#### SELECTED TEXT
What Is a Wage Levy (Form 668-W)?
A wage levy is the IRS's most aggressive collection tool. When the IRS serves your employer a Form 668-W (Notice of Levy on Wages, Salary, and Other Income), your employer is legally required to surrender a portion of your paycheck directly to the IRS — every pay period — until the debt is paid or the levy is released.
Unlike a one-time bank levy (Form 668-A), a wage levy is continuous. It doesn't stop after one paycheck. It attaches to every future paycheck until you take action.
⚠️ Critical 21-Day Window: Your employer has 21 days from receiving the 668-W before they must begin withholding. This is your window to act. After 21 days, the levy takes effect automatically.
How Much Can the IRS Take?
The IRS doesn't take everything — they're required to leave you a minimum "exempt amount" based on your filing status and number of dependents, calculated using IRS Publication 1494. For 2025-2026:
- Single, no dependents: approximately $1,108/month exempt
- Married filing jointly, 2 dependents: approximately $2,019/month exempt
- Head of Household, 3 dependents: approximately $2,327/month exempt
Everything above the exempt amount goes to the IRS. For many families, this means losing 50-70% of their take-home pay — making rent, groceries, and utilities impossible.
########
§ EXERCISE A: Reproduce everything in the wage levy article from "What Is a Wage" down to "takes effect automatically.".
§ EXERCISE B: In the wage levy article, how long does an employer have after receiving the 668-W before withholding must begin?
§ EXERCISE C: Pick up the wage levy article after its final sentence and carry it on.
#### MATERIAL SHOWN
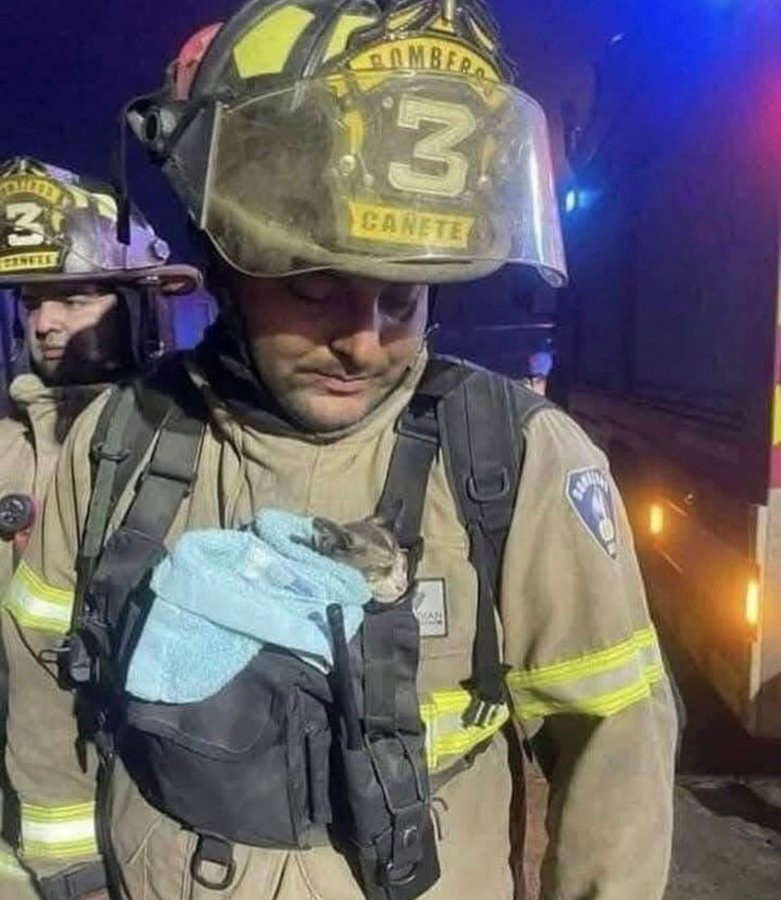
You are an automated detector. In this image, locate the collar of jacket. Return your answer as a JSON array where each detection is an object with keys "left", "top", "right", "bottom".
[
  {"left": 189, "top": 317, "right": 428, "bottom": 444},
  {"left": 9, "top": 373, "right": 107, "bottom": 449}
]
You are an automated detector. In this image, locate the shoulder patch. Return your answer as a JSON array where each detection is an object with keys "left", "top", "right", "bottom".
[{"left": 566, "top": 466, "right": 618, "bottom": 559}]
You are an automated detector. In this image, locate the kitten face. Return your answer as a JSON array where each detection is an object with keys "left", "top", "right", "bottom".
[{"left": 312, "top": 517, "right": 409, "bottom": 603}]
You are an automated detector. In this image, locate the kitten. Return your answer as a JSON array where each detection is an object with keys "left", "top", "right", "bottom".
[{"left": 312, "top": 516, "right": 409, "bottom": 603}]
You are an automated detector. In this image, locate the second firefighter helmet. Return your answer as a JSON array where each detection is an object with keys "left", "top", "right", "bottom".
[
  {"left": 128, "top": 0, "right": 566, "bottom": 283},
  {"left": 0, "top": 156, "right": 200, "bottom": 293}
]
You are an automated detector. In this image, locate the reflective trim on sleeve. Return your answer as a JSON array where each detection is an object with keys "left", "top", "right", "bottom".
[
  {"left": 0, "top": 850, "right": 30, "bottom": 881},
  {"left": 420, "top": 688, "right": 510, "bottom": 772},
  {"left": 507, "top": 627, "right": 665, "bottom": 719},
  {"left": 21, "top": 803, "right": 98, "bottom": 859},
  {"left": 3, "top": 561, "right": 74, "bottom": 634}
]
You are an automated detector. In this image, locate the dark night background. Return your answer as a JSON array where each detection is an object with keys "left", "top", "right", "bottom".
[
  {"left": 0, "top": 0, "right": 748, "bottom": 358},
  {"left": 0, "top": 0, "right": 631, "bottom": 264}
]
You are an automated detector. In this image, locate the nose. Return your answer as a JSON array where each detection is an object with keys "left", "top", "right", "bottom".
[
  {"left": 35, "top": 300, "right": 64, "bottom": 335},
  {"left": 331, "top": 282, "right": 382, "bottom": 369}
]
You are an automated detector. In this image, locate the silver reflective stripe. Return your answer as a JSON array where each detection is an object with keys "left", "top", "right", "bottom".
[
  {"left": 3, "top": 561, "right": 74, "bottom": 634},
  {"left": 21, "top": 803, "right": 98, "bottom": 859},
  {"left": 0, "top": 850, "right": 30, "bottom": 881}
]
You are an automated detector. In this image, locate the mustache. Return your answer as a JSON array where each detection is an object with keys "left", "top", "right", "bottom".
[{"left": 300, "top": 364, "right": 380, "bottom": 381}]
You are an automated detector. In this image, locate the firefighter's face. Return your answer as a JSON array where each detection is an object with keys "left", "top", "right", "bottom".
[
  {"left": 234, "top": 272, "right": 428, "bottom": 431},
  {"left": 22, "top": 285, "right": 124, "bottom": 384}
]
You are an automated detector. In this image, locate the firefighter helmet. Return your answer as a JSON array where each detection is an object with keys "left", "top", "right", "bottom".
[
  {"left": 0, "top": 157, "right": 200, "bottom": 293},
  {"left": 128, "top": 0, "right": 566, "bottom": 283}
]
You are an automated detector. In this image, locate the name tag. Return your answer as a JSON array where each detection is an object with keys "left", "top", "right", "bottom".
[{"left": 412, "top": 578, "right": 447, "bottom": 637}]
########
§ RESULT A:
What Is a Wage Levy (Form 668-W)?
A wage levy is the IRS's most aggressive collection tool. When the IRS serves your employer a Form 668-W (Notice of Levy on Wages, Salary, and Other Income), your employer is legally required to surrender a portion of your paycheck directly to the IRS — every pay period — until the debt is paid or the levy is released.
Unlike a one-time bank levy (Form 668-A), a wage levy is continuous. It doesn't stop after one paycheck. It attaches to every future paycheck until you take action.
⚠️ Critical 21-Day Window: Your employer has 21 days from receiving the 668-W before they must begin withholding. This is your window to act. After 21 days, the levy takes effect automatically.

§ RESULT B: 21 days.

§ RESULT C:
Your Legal Right to Hardship Release
Under IRC §6343(a)(1)(D), the IRS must release a levy if it is creating an "economic hardship" — meaning the levy prevents you from meeting basic, reasonable living expenses. This isn't discretionary. It's the law.
The key question is: do your allowable expenses exceed your income? If yes, you qualify for levy release and potentially Currently Not Collectible (CNC) status, which suspends all collection activity.
Step-by-Step: How to Stop the Levy
Step 1: Calculate Your Hardship (Do This First)
Before contacting the IRS, you need to know your numbers. Use the IRS Levy Hardship Analyzer to calculate your allowable expenses using the IRS's own Collection Financial Standards for your ZIP code. This gives you:
- Your local housing and utilities allowance (IRS Local Standards)
- Food, clothing, and personal care allowance (National Standards)
- Transportation allowance (ownership + operating costs)
- Out-of-pocket healthcare allowance
- Your disposable income calculation — the number that determines everything
✅ If your disposable income is $0 or negative: You qualify for hardship levy release under IRC §6343(a)(1)(D). The IRS must release the levy.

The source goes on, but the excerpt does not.